Short task => Could you retype the listing below word for word, leaving out the pictures?

Material =>

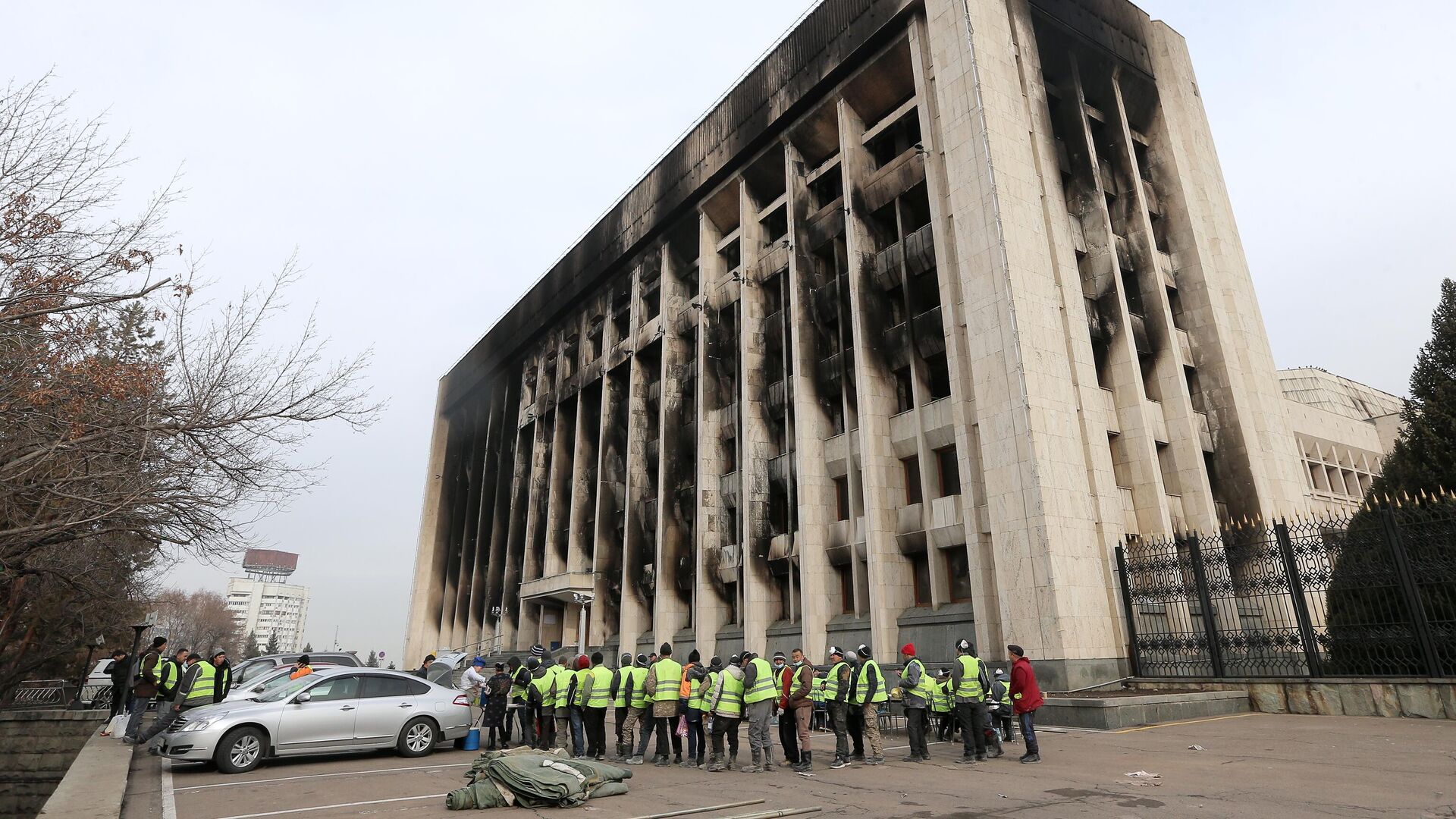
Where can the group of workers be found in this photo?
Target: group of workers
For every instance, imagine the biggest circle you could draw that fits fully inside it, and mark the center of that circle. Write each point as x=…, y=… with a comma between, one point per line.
x=566, y=701
x=178, y=681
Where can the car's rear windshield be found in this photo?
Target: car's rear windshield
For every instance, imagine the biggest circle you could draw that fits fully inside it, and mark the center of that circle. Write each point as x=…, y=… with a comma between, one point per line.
x=290, y=689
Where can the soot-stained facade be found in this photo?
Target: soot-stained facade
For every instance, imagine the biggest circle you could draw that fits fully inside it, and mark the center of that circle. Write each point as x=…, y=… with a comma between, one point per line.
x=935, y=308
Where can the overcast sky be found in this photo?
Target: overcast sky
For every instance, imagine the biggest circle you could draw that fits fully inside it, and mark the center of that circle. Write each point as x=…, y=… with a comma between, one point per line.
x=430, y=161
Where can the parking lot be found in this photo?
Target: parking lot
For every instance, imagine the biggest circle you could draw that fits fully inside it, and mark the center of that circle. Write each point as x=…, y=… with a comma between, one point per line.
x=1248, y=765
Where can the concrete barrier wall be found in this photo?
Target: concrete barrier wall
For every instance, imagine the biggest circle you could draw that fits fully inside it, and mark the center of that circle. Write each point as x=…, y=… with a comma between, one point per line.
x=1351, y=697
x=36, y=748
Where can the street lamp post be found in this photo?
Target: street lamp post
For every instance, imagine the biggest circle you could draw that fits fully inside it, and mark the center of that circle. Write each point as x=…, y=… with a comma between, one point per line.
x=80, y=682
x=582, y=599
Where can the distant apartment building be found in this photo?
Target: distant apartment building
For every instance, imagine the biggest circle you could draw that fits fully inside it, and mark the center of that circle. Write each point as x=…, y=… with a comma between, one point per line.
x=1343, y=430
x=264, y=605
x=934, y=309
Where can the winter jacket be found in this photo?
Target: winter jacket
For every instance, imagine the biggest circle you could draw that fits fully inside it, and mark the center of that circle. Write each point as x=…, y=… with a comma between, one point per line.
x=1024, y=692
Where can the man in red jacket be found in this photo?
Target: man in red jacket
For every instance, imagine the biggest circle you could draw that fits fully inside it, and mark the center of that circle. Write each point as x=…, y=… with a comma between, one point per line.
x=1025, y=698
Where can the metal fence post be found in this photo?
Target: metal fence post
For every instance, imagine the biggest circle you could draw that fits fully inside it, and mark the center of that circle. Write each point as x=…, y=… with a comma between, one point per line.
x=1296, y=591
x=1413, y=594
x=1131, y=618
x=1206, y=604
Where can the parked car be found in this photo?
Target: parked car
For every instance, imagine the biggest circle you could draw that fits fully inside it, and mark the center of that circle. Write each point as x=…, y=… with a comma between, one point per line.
x=256, y=667
x=327, y=711
x=265, y=682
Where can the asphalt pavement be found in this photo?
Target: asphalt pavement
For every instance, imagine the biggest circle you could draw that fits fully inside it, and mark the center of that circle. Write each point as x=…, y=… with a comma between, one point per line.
x=1253, y=765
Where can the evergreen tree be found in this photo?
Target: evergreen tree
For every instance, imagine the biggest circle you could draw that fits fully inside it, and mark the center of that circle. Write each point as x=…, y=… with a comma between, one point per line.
x=1369, y=621
x=1424, y=457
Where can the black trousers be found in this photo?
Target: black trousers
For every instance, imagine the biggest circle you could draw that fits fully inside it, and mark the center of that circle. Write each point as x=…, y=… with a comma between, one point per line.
x=528, y=716
x=667, y=727
x=973, y=727
x=546, y=719
x=726, y=726
x=839, y=723
x=118, y=698
x=789, y=738
x=596, y=723
x=916, y=725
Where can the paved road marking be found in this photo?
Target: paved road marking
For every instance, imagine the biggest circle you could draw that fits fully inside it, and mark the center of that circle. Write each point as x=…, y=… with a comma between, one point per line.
x=319, y=776
x=340, y=805
x=1185, y=723
x=169, y=806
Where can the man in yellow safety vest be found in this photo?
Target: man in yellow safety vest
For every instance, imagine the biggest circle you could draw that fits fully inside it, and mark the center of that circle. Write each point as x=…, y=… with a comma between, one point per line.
x=598, y=697
x=761, y=695
x=664, y=681
x=870, y=692
x=726, y=704
x=619, y=701
x=970, y=684
x=836, y=697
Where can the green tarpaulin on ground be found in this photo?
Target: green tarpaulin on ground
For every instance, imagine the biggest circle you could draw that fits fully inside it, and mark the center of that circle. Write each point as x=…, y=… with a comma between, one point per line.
x=536, y=779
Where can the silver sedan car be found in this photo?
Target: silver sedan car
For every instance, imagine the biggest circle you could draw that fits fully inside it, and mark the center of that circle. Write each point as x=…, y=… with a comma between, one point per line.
x=327, y=711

Output for this exercise =>
Where can the group of workers be found in this photo?
Target: group of workers
For every instance, imagine the biggest circle you could draw that fits fully inside it, and mark the center of that circle. Write each point as x=…, y=… with a comma between, one point per line.
x=566, y=701
x=178, y=681
Where can the car's rear windshield be found in this photo?
Target: car's rear windshield
For every instance, imagine the biggest circle you could draw that fits fully inside it, and mark the center of that circle. Write each point as x=…, y=… with a comma between, one point per line.
x=290, y=689
Where can the soot-stained facade be found in this photo?
Target: soot-stained facade
For every instance, imagine the biggest circle you could draw that fits fully inside it, and mark the center of that circle. Write each point as x=…, y=… with a comma between, one point per line.
x=935, y=308
Where can the overcast sky be found in this photo?
Target: overcast sky
For every instance, imagine the biggest circle you could draw that fits fully inside it, and mark the center of that circle. Write each point as x=…, y=… with a comma between, one point per line.
x=430, y=161
Where can the parking lot be found in this photo?
Target: parking lot
For every instance, imagine the biggest circle you could draw that fits fully inside it, and mark the center of that circle. Write each point as x=…, y=… with a comma between, one point per line.
x=1248, y=765
Where can the concrete barrier wall be found in this photo?
Target: concrete barrier wall
For every instance, imagine the biggest circle you could draw that fits fully inside it, and mark the center of that circle. Write each point as x=…, y=… with a comma between, one point per line.
x=1351, y=697
x=36, y=748
Where can the street lamp post be found in this photo?
Target: street lamp post
For every instance, imagine the biggest circle you could draw that fits fully inside it, and mark the center of that circle. Write each point as x=…, y=… with a comma between, one point per line.
x=80, y=682
x=582, y=599
Where can the distant apartment building be found in this photo?
Target: distant apartment building
For every instance, imagine the biggest circle you could draw that fits fully inside it, and mark the center of that circle. Write each point as x=…, y=… with a comma between, one point per line.
x=1343, y=430
x=264, y=605
x=934, y=309
Where can the winter jacket be found in this photo?
Target: winter jacket
For every instance, imagine the biggest circle you could draw that fits fully inside it, and mark the center of that circle. Write each point as x=…, y=… with a comma between, one point per line.
x=1024, y=692
Where can the man in red jacket be found in this photo?
Target: man in red jacket
For every instance, imagine the biggest circle you could draw that fits fully inside it, and mark the center of that circle. Write each point as x=…, y=… with a comma between, one point per line.
x=1025, y=698
Where can the metal fence post be found in this photo?
Target: metal fence post
For every instance, imagine the biggest circle you could draw that fits fully inside it, and mark the center of that circle. Write each point as x=…, y=… with a comma between, one point per line.
x=1296, y=591
x=1413, y=594
x=1131, y=618
x=1206, y=604
Where can the parked car be found in this photo?
Target: parked car
For every instance, imagine the biggest circle you could draw that fits fully inside it, and mark the center of that circle. Write each point as x=…, y=… with a comma between, one point per line.
x=256, y=667
x=327, y=711
x=265, y=682
Where can the asphalt pavement be found in this photo?
Target: asphalt pavement
For every instance, imagine the biggest circle you could draw that fits fully inside it, and mark the center of that circle. Write each point as x=…, y=… with a comma between, one point per line.
x=1253, y=765
Where can the evergreen tree be found in this photo?
Target: evergreen tree
For every instance, imagine the biggest circle you could draw that fits fully inside it, and mark the center of that circle. Write each point as x=…, y=… with a comma between, one point per line.
x=1369, y=621
x=1424, y=457
Where can the black trousers be found in this photo?
Target: black trousers
For every instance, imagine the biggest circle you could draw that fits fully inside it, and mark the center of that circle. Write each point as x=…, y=… with a comma between, one point per line.
x=528, y=716
x=667, y=727
x=973, y=727
x=546, y=719
x=726, y=726
x=839, y=723
x=118, y=698
x=789, y=738
x=596, y=723
x=916, y=725
Where can the paved road marking be found in this photo?
Target: paved road marking
For every instance, imagine the biggest circle you could draw that fits fully inside it, and mark the center of that circle. Write each point as x=…, y=… with a comma between, one point per line.
x=319, y=776
x=340, y=805
x=1185, y=723
x=169, y=806
Where can the man in yellow safety vest be found in this photo?
Target: man in yellow safety vest
For every instance, imagine the biggest circle you could draw that fits fully inside it, and mark the center of that circle. Write each point as x=…, y=… with a comma between, one point per line.
x=598, y=697
x=761, y=695
x=664, y=681
x=870, y=692
x=726, y=704
x=619, y=701
x=970, y=684
x=836, y=697
Where can the green tarpaulin on ground be found in this photo?
Target: green tarpaulin on ground
For every instance, imagine the biggest circle you could draw that fits fully inside it, and mark the center of that circle. Write each point as x=…, y=… with a comma between, one point per line.
x=536, y=779
Where can the silver sedan car be found in this photo?
Target: silver sedan car
For every instance, imagine the biggest circle you could draw that fits fully inside it, and mark the center of that circle. Write each point as x=…, y=… with a comma between, one point per line.
x=327, y=711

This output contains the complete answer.